» AIM
Give the rows below as a JSON list of strings, one string per line. Begin at the line that contains "of the layered", continue through the last line of the rows, and omit blank lines.

══ DATASET ENTRIES ══

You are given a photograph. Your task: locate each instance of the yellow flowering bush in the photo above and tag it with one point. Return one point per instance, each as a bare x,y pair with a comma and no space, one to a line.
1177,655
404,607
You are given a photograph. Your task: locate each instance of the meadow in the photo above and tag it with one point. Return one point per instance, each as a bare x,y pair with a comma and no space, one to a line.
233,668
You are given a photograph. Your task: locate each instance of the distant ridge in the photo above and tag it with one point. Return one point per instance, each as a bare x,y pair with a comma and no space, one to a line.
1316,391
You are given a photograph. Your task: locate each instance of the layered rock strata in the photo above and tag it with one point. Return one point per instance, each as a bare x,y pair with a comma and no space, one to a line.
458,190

═══

» SOLUTION FOR THIS TASK
[
  "You are given a photograph. Your task: locate each instance of the layered rock strata in the photo above and tag it with one point. Return one point per instance, each as a bare x,y pair with a comma and no space, one to a line.",
  "458,190"
]